Business has steadily increased, even as competition has grown.

“Competition is hefty. There are a lot of producers in our field now,” said De Bruin. “We push the additional attributes of flavor, source verification and the fact that breed matters. Then we say, ‘Oh, by the way, they are all natural products.’”

It’s worked. The company has strong markets on the West Coast (Seattle to San Diego), the East Coast (Boston to Maryland), in Texas, Florida and the Atlanta area. International sales have grown as well, with product now going to Korea, Switzerland and the European Union. Vande Rose pork and beef is sold to restaurants, most of them white tablecloth variety, and to grocery retail outlets. Many of retail stores are known for specialty products.

“On the pork side, we still raise hogs internally. On the beef side, for the last eight months, we have added a partner, Greater Omaha Packing,” explained De Bruin. Each week, 1,000 pigs are available and about 600 are processed. The company ships 60,000 to 100,000 pounds of beef and 30,000 to 80,000 pounds of pork weekly. Vande Rose has added other meat items – fish lamb, chicken – at the retail store in California and on its website, www.vanderosefoods.com.

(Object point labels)

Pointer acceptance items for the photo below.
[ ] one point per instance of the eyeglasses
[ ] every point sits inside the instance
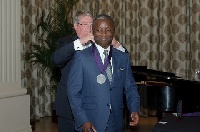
(85, 24)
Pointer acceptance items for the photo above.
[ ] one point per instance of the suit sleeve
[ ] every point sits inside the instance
(63, 54)
(131, 90)
(74, 87)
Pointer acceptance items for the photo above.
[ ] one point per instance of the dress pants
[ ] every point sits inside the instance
(65, 125)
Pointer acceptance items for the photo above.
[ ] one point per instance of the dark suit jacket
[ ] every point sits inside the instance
(90, 100)
(61, 57)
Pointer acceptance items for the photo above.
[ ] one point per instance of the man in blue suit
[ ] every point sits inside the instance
(95, 97)
(63, 54)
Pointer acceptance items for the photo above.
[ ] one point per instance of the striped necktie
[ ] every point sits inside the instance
(109, 68)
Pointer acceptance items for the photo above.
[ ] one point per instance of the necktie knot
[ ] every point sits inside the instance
(109, 68)
(105, 52)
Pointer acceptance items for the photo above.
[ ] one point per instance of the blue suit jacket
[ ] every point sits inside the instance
(61, 57)
(90, 100)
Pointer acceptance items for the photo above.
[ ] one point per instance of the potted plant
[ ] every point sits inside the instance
(49, 30)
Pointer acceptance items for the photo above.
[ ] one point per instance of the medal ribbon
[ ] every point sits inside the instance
(102, 67)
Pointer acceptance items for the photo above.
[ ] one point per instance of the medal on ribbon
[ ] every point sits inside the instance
(102, 67)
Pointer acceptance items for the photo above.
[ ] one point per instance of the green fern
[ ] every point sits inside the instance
(56, 25)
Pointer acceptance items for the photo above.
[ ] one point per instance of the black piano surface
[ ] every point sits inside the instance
(175, 89)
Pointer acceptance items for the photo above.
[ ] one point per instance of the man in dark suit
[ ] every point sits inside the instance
(61, 57)
(96, 93)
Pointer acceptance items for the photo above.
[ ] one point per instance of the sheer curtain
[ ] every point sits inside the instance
(163, 35)
(34, 78)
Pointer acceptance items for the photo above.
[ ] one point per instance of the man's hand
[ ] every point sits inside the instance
(115, 43)
(87, 38)
(134, 119)
(88, 127)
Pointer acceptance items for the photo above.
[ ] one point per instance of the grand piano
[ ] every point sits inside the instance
(163, 90)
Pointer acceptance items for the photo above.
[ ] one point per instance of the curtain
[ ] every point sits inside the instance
(160, 34)
(33, 77)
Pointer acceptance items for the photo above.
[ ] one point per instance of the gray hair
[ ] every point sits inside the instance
(80, 14)
(104, 16)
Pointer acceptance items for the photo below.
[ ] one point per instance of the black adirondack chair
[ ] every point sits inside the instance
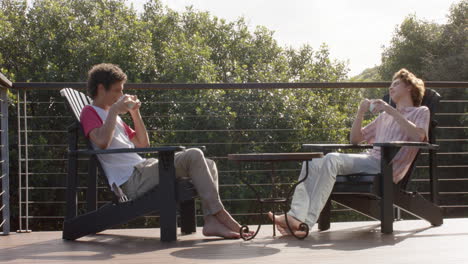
(165, 198)
(376, 195)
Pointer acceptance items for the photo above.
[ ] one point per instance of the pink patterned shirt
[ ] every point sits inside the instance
(385, 129)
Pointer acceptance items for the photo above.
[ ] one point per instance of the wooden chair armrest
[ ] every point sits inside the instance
(421, 145)
(322, 147)
(126, 150)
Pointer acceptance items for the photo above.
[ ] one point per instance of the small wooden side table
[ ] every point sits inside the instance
(274, 158)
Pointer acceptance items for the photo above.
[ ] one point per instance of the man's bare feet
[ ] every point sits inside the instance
(226, 219)
(213, 227)
(282, 226)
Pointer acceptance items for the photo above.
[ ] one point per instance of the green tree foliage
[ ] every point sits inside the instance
(434, 52)
(59, 41)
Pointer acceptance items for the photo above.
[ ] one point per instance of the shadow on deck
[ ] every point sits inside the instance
(412, 241)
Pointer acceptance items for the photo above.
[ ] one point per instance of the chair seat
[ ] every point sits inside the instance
(356, 183)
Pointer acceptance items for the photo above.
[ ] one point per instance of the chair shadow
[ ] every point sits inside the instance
(356, 238)
(109, 246)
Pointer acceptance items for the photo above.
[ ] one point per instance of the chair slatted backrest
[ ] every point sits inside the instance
(430, 100)
(76, 101)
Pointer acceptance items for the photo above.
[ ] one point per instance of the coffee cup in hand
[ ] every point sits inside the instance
(372, 106)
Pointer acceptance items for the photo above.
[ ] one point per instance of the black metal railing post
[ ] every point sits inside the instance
(5, 161)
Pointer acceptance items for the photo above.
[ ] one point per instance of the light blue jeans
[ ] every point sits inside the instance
(311, 196)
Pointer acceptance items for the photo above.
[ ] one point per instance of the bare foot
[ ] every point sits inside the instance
(213, 227)
(281, 225)
(226, 219)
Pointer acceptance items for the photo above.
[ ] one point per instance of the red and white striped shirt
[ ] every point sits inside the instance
(385, 129)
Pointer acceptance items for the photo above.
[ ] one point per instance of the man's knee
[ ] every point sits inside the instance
(195, 153)
(332, 157)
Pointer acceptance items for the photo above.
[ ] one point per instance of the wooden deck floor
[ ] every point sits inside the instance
(356, 242)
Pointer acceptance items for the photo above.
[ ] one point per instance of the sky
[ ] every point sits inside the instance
(354, 30)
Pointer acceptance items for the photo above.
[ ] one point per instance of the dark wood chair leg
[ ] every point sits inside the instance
(386, 189)
(168, 213)
(188, 218)
(324, 219)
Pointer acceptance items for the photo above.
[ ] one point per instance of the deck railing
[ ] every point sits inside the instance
(5, 84)
(244, 122)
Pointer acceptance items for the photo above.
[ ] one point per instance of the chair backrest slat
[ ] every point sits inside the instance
(76, 100)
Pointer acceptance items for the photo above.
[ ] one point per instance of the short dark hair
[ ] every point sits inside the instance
(417, 85)
(105, 74)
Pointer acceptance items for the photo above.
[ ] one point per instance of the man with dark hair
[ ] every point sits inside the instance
(409, 121)
(130, 172)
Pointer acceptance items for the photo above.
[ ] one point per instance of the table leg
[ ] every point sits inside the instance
(303, 226)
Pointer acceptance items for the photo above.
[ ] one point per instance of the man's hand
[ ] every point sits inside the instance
(380, 105)
(121, 107)
(133, 104)
(364, 106)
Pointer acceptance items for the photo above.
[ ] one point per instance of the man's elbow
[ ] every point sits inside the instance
(103, 145)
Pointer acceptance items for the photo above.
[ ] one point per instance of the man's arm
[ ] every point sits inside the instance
(102, 136)
(141, 139)
(414, 133)
(356, 136)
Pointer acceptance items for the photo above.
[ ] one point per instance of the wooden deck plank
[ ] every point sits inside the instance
(352, 242)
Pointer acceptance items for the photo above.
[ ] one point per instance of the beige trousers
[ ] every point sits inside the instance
(189, 164)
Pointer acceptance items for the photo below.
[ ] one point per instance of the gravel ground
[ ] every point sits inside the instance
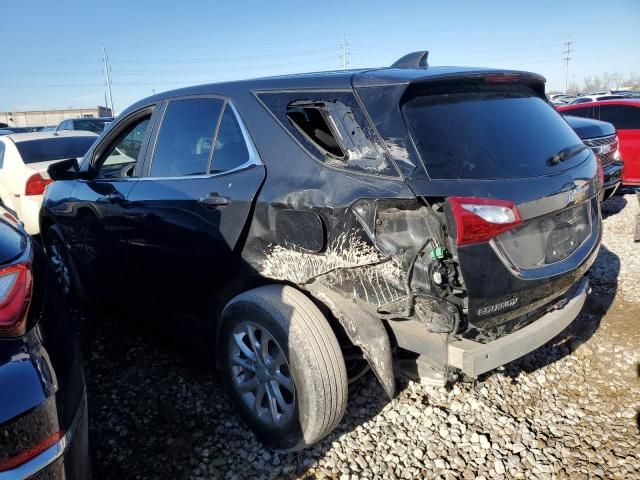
(567, 410)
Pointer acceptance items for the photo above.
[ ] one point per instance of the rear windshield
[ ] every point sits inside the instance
(57, 148)
(488, 134)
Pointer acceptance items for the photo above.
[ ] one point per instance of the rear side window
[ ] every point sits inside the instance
(621, 116)
(586, 112)
(488, 133)
(332, 127)
(185, 140)
(56, 148)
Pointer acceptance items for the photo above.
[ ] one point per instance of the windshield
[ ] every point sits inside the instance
(56, 148)
(488, 134)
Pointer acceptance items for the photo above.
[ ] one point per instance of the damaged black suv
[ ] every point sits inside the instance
(300, 227)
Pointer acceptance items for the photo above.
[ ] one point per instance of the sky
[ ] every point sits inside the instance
(52, 51)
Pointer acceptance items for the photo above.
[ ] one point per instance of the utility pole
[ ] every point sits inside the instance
(567, 52)
(107, 78)
(344, 52)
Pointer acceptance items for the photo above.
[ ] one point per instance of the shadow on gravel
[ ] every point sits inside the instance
(603, 281)
(156, 410)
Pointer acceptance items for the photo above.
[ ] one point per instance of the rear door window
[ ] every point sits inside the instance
(121, 156)
(488, 133)
(231, 149)
(186, 136)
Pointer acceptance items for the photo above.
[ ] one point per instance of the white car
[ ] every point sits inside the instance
(24, 159)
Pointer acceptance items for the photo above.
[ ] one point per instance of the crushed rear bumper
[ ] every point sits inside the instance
(474, 358)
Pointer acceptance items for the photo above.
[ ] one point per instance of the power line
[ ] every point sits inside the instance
(567, 57)
(344, 52)
(107, 78)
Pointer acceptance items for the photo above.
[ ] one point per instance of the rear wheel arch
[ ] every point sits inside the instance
(312, 350)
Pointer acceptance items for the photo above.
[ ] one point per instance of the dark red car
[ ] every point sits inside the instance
(625, 116)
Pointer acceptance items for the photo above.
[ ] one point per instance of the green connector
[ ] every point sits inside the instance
(438, 253)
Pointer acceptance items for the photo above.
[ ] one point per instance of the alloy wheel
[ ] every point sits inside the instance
(260, 373)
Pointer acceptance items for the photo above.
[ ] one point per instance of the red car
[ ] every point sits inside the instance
(625, 116)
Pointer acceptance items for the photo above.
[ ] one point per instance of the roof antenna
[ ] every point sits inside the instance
(413, 60)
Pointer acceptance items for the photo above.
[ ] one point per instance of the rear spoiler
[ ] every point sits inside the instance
(405, 72)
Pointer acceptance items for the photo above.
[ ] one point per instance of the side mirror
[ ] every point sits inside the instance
(64, 170)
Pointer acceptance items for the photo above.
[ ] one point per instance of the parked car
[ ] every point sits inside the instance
(43, 410)
(95, 125)
(440, 212)
(625, 116)
(601, 138)
(594, 98)
(24, 158)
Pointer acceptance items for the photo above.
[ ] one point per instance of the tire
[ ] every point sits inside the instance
(288, 323)
(69, 281)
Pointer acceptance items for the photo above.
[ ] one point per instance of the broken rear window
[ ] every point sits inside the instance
(332, 127)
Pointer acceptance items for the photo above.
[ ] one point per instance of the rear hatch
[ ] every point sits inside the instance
(519, 187)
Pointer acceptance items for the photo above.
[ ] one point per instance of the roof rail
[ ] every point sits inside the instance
(413, 60)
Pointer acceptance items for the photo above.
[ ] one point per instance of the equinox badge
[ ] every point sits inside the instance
(497, 307)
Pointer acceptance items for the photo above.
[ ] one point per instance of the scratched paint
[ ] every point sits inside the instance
(346, 252)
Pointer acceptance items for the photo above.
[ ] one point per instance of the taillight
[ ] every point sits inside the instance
(24, 457)
(481, 219)
(36, 184)
(600, 171)
(15, 296)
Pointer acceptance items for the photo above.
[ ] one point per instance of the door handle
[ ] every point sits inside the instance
(214, 200)
(112, 197)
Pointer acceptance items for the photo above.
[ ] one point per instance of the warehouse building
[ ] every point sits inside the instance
(39, 118)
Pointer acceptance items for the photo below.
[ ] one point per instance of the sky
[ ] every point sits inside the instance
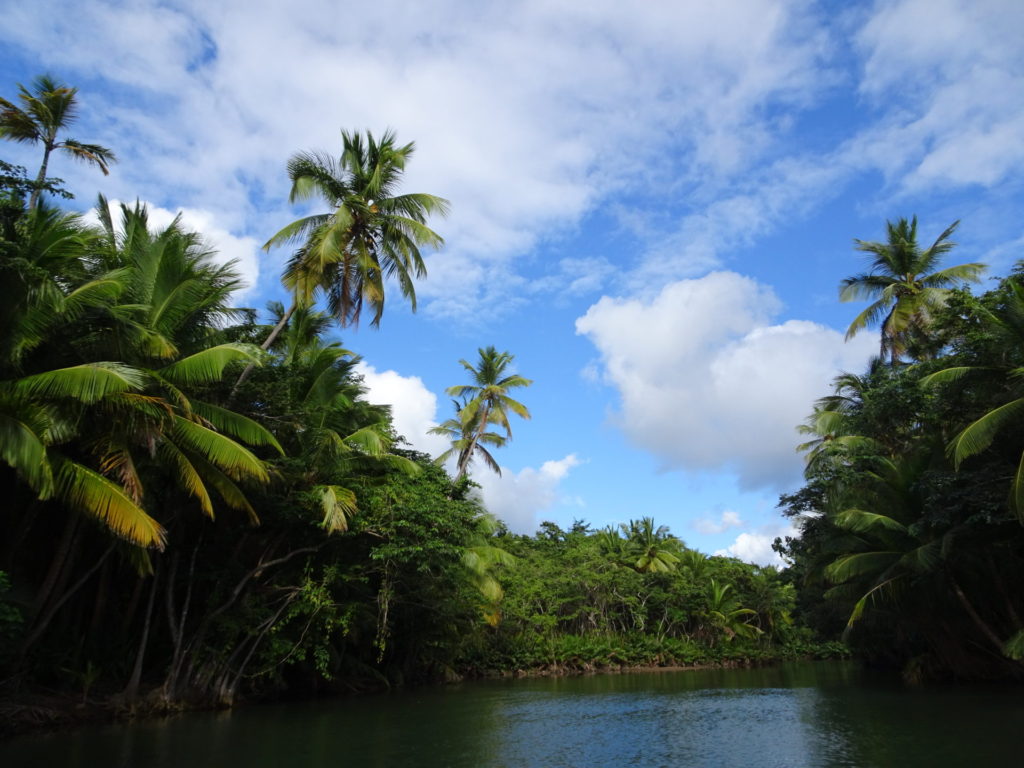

◆ **What to do**:
**A)** Gather every line in the entries that contains the string "medal".
**B)** Carry on the passage about the Vande Rose meat business from the point where it stops.

◆ **Results for each task**:
**A)**
[ ] one point per instance of the medal ribbon
[ ] one point per instance of the medal on ribbon

**B)**
There have been challenges through the years, but marketing hasn’t been one of the bigger ones, according to De Bruin. “For the first three years, I lived on the road, making relationships and seeing things from their (customers) ends, why they wanted what products.”  That effort continues to pay off for the company.

Vande Rose does the traditional table tents to advertise product in restaurants, but more often the naming of the breed of pork on menus is the idea of the restaurants themselves. “Even in Iowa towns, it’s often noted that pork comes from Vande Rose,” De Bruin added.

Very recent national attention has helped to underscore the improved taste characteristic from which Vande Rose draws its marketing strength. 

“Our bacon was just voted the best bacon in the U.S. by the America’s Test Kitchen Cooks’ Illustrated,” said De Bruin. America’s Test Kitchen and Cooks’ Illustrated are notable national food publications and web resources. “We maintain recipe developers all around the country. They are there also to help develop our products.”
 
Customer restaurants across the country are primarily high-end. Retailers are specialty food stores, but De Bruin said another marketing strategy has been to target those that are independent stores with a broader customer base than some of the natural food store chains. H-E-B stores in Texas is an example. H-E-B has more than 300 stores mainly in Texas and Mexico. It is a family business that is more than 100 years old. Vande Rose hasn’t forgotten its local customer base. Products also are available in select Midwest and Iowa chain stores, such as Fareway.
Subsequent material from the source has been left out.